PROBLEM DETAILS: Copy every line of the items below word for word, without changing anything.

Data entries

■ ■ ■ ■

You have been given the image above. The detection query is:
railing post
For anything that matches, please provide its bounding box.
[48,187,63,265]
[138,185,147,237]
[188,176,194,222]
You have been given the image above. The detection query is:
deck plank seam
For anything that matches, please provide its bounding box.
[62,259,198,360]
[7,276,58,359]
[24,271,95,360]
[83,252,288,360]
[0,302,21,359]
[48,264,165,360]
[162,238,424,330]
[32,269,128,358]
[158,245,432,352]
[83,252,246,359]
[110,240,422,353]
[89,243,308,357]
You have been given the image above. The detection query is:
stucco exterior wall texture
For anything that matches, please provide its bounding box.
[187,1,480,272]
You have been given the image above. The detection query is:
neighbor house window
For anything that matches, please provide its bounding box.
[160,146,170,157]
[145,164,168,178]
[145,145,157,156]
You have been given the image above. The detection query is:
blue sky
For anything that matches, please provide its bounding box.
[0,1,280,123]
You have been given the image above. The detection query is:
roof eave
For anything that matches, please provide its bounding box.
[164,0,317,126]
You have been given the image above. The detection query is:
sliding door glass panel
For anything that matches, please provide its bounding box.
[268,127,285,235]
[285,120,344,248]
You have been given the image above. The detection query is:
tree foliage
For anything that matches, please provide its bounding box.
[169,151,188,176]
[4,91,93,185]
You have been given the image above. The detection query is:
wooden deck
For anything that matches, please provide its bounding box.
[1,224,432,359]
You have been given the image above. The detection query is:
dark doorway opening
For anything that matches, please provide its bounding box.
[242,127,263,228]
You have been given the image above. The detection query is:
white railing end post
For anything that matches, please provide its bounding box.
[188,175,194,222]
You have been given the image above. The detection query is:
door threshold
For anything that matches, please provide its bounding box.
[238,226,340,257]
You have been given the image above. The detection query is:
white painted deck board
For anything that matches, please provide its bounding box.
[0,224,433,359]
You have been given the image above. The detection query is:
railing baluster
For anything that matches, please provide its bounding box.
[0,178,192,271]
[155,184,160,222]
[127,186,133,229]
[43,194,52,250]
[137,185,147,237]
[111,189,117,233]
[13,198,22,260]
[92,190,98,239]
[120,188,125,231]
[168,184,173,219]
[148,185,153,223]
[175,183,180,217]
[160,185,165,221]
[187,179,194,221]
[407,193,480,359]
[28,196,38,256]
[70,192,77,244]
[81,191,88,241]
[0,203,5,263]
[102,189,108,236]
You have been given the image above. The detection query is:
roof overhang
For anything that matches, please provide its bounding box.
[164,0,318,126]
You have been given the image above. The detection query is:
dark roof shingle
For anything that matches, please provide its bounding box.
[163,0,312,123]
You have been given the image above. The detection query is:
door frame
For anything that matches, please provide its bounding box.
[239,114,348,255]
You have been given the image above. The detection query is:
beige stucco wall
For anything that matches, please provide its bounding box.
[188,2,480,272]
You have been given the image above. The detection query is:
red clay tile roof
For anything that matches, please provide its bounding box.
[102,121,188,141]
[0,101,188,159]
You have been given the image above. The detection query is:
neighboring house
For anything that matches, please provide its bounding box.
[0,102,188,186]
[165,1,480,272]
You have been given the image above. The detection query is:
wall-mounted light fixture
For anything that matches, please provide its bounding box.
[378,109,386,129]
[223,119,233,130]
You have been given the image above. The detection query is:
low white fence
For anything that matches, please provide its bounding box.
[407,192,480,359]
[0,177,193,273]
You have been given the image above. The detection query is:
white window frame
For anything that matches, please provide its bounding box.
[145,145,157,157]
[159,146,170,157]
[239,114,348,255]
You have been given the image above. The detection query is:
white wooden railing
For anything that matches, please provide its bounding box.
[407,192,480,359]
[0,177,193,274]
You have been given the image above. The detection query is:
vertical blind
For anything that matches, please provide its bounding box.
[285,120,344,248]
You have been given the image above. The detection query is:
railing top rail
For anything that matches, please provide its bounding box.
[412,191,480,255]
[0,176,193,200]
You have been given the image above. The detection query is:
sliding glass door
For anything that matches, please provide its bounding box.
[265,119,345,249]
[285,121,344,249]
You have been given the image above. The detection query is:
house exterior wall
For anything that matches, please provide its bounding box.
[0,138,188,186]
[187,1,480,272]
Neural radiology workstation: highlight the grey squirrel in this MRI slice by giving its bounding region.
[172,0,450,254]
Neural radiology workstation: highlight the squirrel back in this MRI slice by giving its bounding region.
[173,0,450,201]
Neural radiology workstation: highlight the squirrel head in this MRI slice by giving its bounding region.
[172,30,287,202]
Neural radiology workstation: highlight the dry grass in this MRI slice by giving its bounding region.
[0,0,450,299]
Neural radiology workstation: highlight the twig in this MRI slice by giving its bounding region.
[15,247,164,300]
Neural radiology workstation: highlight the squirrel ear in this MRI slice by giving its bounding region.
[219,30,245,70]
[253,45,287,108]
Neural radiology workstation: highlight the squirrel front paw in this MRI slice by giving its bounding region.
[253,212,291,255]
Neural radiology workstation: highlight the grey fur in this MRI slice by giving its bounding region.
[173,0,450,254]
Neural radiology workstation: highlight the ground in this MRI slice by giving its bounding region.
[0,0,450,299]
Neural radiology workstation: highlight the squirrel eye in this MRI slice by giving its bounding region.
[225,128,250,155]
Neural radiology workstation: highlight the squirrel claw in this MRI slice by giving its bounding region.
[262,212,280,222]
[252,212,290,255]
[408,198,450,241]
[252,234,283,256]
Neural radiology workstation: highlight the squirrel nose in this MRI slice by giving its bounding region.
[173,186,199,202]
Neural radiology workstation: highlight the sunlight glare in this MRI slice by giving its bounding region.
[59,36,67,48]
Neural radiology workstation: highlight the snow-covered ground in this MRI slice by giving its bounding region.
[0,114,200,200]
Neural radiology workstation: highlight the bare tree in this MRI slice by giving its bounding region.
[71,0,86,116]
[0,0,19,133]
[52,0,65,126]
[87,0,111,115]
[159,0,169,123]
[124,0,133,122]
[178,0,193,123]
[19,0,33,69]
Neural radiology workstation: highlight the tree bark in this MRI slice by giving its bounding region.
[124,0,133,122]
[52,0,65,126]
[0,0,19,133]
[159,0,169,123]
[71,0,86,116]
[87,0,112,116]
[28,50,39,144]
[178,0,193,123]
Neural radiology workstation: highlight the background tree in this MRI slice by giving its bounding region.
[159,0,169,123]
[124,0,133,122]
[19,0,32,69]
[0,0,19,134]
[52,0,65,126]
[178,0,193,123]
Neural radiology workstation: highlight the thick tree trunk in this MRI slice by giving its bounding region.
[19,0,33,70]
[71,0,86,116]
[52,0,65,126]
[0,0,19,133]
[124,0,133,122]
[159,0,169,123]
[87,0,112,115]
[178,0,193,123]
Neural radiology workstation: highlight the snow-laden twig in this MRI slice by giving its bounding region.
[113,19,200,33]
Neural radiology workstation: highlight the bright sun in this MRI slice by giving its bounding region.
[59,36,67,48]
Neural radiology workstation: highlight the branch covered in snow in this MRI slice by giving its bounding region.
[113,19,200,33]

■ ■ ■ ■

COMPLETED TASK:
You have been given the image above. The detection query is:
railing post
For anything that matches, please provide its bounding box.
[48,187,63,265]
[138,185,147,237]
[188,176,194,222]
You have been given the image above. The detection query is:
deck plank seam
For anything that matches, please provide its bounding box.
[62,259,198,360]
[7,276,58,359]
[24,271,95,360]
[83,252,288,360]
[0,302,21,359]
[48,264,165,360]
[162,238,424,330]
[32,269,128,358]
[158,245,432,352]
[83,252,246,359]
[110,240,422,353]
[89,243,308,357]
You have been given the image above. The detection query is:
stucco exterior wall texture
For anything that matches, please provide its bounding box.
[187,1,480,272]
You have been given the image above. The detection query is:
neighbor house window
For anything that matches, please provide its bounding box.
[160,146,170,157]
[145,164,168,178]
[145,145,157,156]
You have been given the image above. The detection query is:
blue sky
For anything that matches, please provide its bounding box.
[0,1,280,123]
You have been given the image above. The detection query is:
roof eave
For anything that matches, please provide its bounding box.
[164,0,317,126]
You have been given the image above. The detection query is:
sliding door glass panel
For anything that matches, please provide its bounding box.
[268,127,285,235]
[285,120,344,248]
You have been given the image above. The detection query is:
tree foliage
For anything that matches, please provide its bounding box.
[169,151,188,176]
[4,91,93,185]
You have been given the image above. The detection query is:
wooden deck
For anything that matches, please provide its bounding box.
[1,224,432,359]
You have been given the image above. The detection query is:
dark doorway opening
For anything that matches, please provide its bounding box.
[242,127,263,228]
You have been given the image above. The detection query is:
white railing end post
For anything that matches, please provide its bounding box.
[188,175,194,222]
You have been given the image above. The detection query is:
door threshold
For anything that matches, please provide its bounding box.
[238,226,340,257]
You have been given the image above. The detection query is:
white painted deck board
For anything that matches, please provide its bounding box.
[0,224,433,359]
You have been given the image above. The detection query is:
railing baluster
For anything that matches, please provide its bounding box.
[0,178,192,271]
[155,184,160,222]
[127,186,133,229]
[43,194,52,250]
[137,185,147,237]
[111,189,117,233]
[13,198,22,260]
[92,190,98,239]
[120,188,125,231]
[168,184,173,219]
[148,185,153,223]
[175,183,180,217]
[160,185,165,221]
[187,179,194,221]
[407,193,480,359]
[28,196,38,256]
[70,192,77,244]
[81,191,88,241]
[0,203,5,263]
[102,189,108,236]
You have been given the image above. The detection query is:
roof overhang
For anything that matches, please provide its bounding box.
[164,0,318,126]
You have been given the image above. The detection query is:
dark roof shingle
For anything that matches, please provide its bounding box.
[163,0,312,123]
You have been given the image above. The detection query is:
door frame
For anything that matches, please provide its bounding box.
[239,114,348,255]
You have been given the image above. The detection query is:
beige stucco wall
For anything that matches, please provide its bounding box.
[188,2,480,272]
You have been given the image above. The detection query is:
red clay tile roof
For anything that matches, please provide its bounding box.
[102,121,188,141]
[0,101,188,159]
You have been given the image above. The detection query is:
neighboring house
For anything that matches, please provide its bounding box.
[0,102,188,186]
[165,1,480,272]
You have been given the image above. The detection query is:
wall-mounted light fixture
For anything that matches, please provide its bounding box.
[378,109,386,129]
[223,119,233,130]
You have been given the image above. The detection query is:
low white fence
For anything that matches, please provide its bounding box.
[407,192,480,359]
[0,177,193,273]
You have been given the image above. The detection query is:
white window frame
For anything that matches, please provide its bounding box.
[145,145,157,157]
[159,146,170,157]
[239,114,348,255]
You have been given the image above. The detection query is:
white wooden railing
For anything that matches, please provide its bounding box.
[407,192,480,359]
[0,177,193,274]
You have been given the image above. The detection query is:
vertical blind
For anything that matches, please provide its bounding box.
[285,120,344,248]
You have been given the image above. The detection query is:
railing top rail
For anything that matches, please provide its bounding box.
[412,191,480,255]
[0,176,193,200]
You have been given the image above. The detection query is:
sliding glass door
For anything that matches, please provide its bounding box.
[265,119,345,249]
[285,121,344,249]
You have been given the image above. The detection query is:
house exterior wall
For anything that matches, please provide its bounding box.
[0,138,188,186]
[187,1,480,272]
Neural radiology workstation: highlight the grey squirrel in this MRI slice by giving its bounding region.
[172,0,450,254]
Neural radiology workstation: highlight the squirrel back in this MRI slice by giving its bounding region.
[173,0,450,201]
Neural radiology workstation: highlight the squirrel head in this MRI slice by giving its bounding region.
[172,30,287,202]
Neural radiology workstation: highlight the dry grass in this MRI slice by giving its bounding region.
[0,0,450,299]
Neural radiology workstation: highlight the twig in this MRI slice by giving its bounding region.
[15,247,164,300]
Neural radiology workstation: highlight the squirrel ear in this MRI slice by giving its bounding region.
[219,30,245,70]
[253,45,287,108]
Neural radiology workstation: highlight the squirrel front paw in this MRI slice by giving its bounding region.
[253,212,291,255]
Neural radiology workstation: highlight the grey fur in this MRI slice by giving its bounding region.
[173,0,450,254]
Neural radiology workstation: highlight the ground in this MRI slice by giving its bounding region.
[0,0,450,299]
Neural radiology workstation: highlight the squirrel eye in this MRI slice by giving its bounding region.
[225,128,250,155]
Neural radiology workstation: highlight the squirrel claw in this MRI slice by giving its bounding region.
[262,212,280,222]
[252,212,290,255]
[408,198,450,241]
[252,234,283,256]
Neural radiology workstation: highlight the squirrel nose in this MRI slice by giving its bounding region.
[173,186,199,202]
Neural radiology workstation: highlight the sunlight glare in this MRI slice by giving its bounding region.
[59,36,67,48]
Neural radiology workstation: highlight the snow-covered ground in this MRI slice by giving its bounding region.
[0,114,200,200]
Neural radiology workstation: highlight the bare tree in this MRI slice by giving its bounding region.
[71,0,86,116]
[0,0,19,133]
[52,0,65,126]
[87,0,111,115]
[159,0,169,123]
[124,0,133,122]
[178,0,193,123]
[19,0,33,69]
Neural radiology workstation: highlight the tree bark in this MRI slice by giving its bounding region.
[124,0,133,122]
[52,0,65,126]
[0,0,19,133]
[159,0,169,123]
[71,0,86,116]
[87,0,112,116]
[28,50,39,144]
[178,0,193,123]
Neural radiology workstation: highlight the background tree in this MRI slice by giving its bounding region.
[159,0,169,123]
[124,0,133,122]
[19,0,32,69]
[0,0,19,134]
[52,0,65,126]
[178,0,193,123]
Neural radiology workstation: highlight the thick tree trunk in this MRI slice by giving its bounding region.
[19,0,33,70]
[71,0,86,116]
[52,0,65,126]
[0,0,19,133]
[124,0,133,122]
[159,0,169,123]
[87,0,112,115]
[178,0,193,123]
Neural radiology workstation: highlight the snow-laden twig in this MRI slice by giving its bounding region.
[113,19,200,33]
Neural radiology workstation: highlight the bright sun in this MRI slice by giving its bounding region.
[59,36,67,48]
Neural radiology workstation: highlight the branch covered in snow in this MRI slice by giving its bounding region.
[113,19,200,33]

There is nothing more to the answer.